* _What to do_
Please state the p-value that the regression interpretation reports for the baby's sleep coefficient.

==== Provided text ====

Based on the output from the multiple regression analysis, we can make the following interpretations:

  1. The intercept (125.83) represents the expected grumpiness of Dan when both Dan’s sleep and the baby’s sleep are 0 hours. This value is not meaningful in real-life context, but it is a necessary part of the regression equation.

  2. The coefficient for Dan’s sleep (-8.94456) suggests that for every additional hour of sleep Dan gets, his grumpiness is expected to decrease by approximately 8.94 units, holding the baby’s sleep constant. This relationship is highly significant (p-value < 2e-16), indicating that Dan’s sleep has a strong and negative association with his grumpiness.

  3. The coefficient for baby’s sleep (0.01756) indicates that for every additional hour of sleep the baby gets, Dan’s grumpiness is expected to increase by approximately 0.018 units, holding Dan’s sleep constant. However, this relationship is not statistically significant (p-value = 0.949), suggesting that the baby’s sleep has no significant effect on Dan’s grumpiness when accounting for Dan’s sleep.

The results of the multiple regression analysis show that Dan’s sleep has a significant negative effect on his grumpiness, with each additional hour of sleep reducing his grumpiness by approximately 8.94 units (p-value < 2e-16). In contrast, the baby’s sleep does not appear to have a significant effect on Dan’s grumpiness (p-value = 0.949) when accounting for Dan’s sleep. The overall model explains approximately 81.66% of the variance in Dan’s grumpiness (Adjusted R-squared = 0.8128), and it is highly significant (F-statistic = 213.8, p-value < 2.2e-16), indicating that the combination of Dan’s sleep and baby’s sleep provides a meaningful explanation of the variation in Dan’s grumpiness.

==== Material provided ====

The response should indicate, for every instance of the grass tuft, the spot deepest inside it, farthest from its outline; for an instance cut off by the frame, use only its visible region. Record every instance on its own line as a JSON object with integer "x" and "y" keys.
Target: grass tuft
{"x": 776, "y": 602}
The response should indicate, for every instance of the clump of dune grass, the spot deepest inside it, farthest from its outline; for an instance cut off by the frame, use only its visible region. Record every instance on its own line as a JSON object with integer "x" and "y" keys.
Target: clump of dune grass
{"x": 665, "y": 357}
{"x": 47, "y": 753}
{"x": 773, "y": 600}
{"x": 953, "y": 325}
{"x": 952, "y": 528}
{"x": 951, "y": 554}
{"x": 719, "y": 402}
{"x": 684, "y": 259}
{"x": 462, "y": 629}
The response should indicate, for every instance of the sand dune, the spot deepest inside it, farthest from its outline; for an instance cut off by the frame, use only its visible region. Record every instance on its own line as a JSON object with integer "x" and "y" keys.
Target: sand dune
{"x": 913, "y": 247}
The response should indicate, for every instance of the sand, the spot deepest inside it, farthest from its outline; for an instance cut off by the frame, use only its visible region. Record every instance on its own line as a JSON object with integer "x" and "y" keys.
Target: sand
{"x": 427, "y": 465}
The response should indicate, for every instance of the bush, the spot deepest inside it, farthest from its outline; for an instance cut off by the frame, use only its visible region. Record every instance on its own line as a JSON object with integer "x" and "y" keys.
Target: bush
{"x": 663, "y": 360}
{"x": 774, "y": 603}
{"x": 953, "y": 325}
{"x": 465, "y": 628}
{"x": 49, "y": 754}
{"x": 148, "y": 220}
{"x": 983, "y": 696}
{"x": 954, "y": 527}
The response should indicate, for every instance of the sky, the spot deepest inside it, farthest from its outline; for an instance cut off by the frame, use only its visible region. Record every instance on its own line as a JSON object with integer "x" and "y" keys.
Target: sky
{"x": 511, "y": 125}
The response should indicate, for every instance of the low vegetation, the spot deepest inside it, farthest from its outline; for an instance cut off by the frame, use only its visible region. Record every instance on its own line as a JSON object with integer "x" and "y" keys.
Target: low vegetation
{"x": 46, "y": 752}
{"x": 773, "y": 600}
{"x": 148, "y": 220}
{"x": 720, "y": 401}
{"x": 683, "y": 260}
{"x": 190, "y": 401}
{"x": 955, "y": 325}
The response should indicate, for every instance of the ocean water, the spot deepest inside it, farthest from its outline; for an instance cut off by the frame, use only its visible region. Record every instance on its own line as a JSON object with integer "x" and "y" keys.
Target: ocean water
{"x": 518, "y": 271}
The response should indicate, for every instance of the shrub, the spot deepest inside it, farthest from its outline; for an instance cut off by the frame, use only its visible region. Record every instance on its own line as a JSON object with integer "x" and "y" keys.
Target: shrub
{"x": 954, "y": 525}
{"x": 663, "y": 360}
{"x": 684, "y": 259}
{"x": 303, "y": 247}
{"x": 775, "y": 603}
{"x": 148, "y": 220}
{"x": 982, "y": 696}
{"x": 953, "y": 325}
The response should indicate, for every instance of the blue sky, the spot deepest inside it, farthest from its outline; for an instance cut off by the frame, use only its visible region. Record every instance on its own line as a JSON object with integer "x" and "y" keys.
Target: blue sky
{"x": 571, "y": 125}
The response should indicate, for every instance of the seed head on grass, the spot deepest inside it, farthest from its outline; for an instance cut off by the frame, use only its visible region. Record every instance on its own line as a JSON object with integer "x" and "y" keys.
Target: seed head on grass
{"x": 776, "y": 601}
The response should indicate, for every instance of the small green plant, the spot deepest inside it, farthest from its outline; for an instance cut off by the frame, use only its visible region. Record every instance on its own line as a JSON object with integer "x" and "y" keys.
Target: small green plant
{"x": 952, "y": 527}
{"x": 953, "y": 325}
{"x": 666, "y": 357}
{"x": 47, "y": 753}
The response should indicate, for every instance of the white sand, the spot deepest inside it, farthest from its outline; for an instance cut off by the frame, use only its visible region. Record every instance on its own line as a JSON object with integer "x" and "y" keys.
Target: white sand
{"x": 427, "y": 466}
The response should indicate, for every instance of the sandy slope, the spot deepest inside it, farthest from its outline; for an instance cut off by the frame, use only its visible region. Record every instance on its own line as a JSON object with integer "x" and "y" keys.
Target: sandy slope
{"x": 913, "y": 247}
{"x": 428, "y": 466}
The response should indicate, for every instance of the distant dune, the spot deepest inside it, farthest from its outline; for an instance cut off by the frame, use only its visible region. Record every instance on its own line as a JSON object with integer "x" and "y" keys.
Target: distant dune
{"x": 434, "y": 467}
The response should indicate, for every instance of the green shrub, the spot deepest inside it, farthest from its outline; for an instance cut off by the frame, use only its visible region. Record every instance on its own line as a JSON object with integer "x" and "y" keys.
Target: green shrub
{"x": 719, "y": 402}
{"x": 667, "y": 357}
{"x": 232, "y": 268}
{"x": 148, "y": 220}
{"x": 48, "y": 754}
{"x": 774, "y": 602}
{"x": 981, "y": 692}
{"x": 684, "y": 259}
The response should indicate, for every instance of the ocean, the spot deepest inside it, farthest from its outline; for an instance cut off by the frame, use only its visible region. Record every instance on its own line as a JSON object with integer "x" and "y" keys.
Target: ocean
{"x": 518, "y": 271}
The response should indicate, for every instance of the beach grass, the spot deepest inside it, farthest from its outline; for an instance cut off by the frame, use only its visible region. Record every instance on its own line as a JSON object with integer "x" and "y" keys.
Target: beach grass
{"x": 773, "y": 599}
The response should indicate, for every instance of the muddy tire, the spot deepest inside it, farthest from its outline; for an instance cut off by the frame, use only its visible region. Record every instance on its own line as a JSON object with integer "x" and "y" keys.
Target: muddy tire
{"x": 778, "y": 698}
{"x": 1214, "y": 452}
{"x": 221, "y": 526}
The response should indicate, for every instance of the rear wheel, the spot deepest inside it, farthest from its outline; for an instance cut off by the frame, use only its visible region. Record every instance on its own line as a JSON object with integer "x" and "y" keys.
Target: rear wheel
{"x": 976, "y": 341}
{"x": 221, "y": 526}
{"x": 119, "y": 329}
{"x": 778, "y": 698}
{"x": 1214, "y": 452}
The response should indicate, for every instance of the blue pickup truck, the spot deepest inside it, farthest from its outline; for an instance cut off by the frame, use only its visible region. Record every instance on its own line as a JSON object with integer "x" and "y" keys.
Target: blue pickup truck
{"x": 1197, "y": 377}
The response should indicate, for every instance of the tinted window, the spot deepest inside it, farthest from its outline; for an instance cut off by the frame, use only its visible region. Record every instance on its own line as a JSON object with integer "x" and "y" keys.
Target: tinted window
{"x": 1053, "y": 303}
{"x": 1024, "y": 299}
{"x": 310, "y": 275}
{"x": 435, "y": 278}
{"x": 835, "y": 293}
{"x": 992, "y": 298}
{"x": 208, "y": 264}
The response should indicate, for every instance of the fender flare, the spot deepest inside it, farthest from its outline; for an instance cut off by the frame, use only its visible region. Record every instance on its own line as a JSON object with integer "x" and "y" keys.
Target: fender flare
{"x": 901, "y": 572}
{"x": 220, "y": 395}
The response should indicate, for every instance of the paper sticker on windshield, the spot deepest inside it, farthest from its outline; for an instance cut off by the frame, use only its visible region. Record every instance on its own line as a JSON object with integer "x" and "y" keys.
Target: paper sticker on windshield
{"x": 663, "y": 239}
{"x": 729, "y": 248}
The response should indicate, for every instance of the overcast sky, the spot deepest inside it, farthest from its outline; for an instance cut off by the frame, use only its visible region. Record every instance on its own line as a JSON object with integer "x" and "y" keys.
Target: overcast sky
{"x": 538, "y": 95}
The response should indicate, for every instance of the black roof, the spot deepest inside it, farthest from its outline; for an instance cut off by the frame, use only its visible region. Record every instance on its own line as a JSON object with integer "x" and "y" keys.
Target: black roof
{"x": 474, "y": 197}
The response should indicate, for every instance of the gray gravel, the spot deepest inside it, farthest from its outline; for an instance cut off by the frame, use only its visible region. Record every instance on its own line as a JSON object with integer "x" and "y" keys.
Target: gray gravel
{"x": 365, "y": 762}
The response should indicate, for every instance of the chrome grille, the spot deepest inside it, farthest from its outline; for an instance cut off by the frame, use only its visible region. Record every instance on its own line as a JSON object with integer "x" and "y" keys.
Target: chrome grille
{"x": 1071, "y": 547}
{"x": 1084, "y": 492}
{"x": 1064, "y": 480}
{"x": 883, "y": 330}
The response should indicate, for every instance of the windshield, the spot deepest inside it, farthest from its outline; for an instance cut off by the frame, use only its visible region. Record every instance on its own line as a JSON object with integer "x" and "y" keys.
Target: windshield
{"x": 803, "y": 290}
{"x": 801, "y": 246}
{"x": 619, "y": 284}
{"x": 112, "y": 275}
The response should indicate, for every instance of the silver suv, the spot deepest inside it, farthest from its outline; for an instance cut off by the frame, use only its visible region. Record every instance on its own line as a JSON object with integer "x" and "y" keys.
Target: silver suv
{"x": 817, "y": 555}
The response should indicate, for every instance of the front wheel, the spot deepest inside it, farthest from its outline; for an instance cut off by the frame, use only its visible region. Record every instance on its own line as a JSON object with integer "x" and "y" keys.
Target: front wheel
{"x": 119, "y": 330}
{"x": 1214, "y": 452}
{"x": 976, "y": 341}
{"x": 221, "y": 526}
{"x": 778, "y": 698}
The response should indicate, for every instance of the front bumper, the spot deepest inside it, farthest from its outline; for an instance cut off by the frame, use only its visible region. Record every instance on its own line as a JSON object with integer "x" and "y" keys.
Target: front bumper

====

* _Solution below_
0.949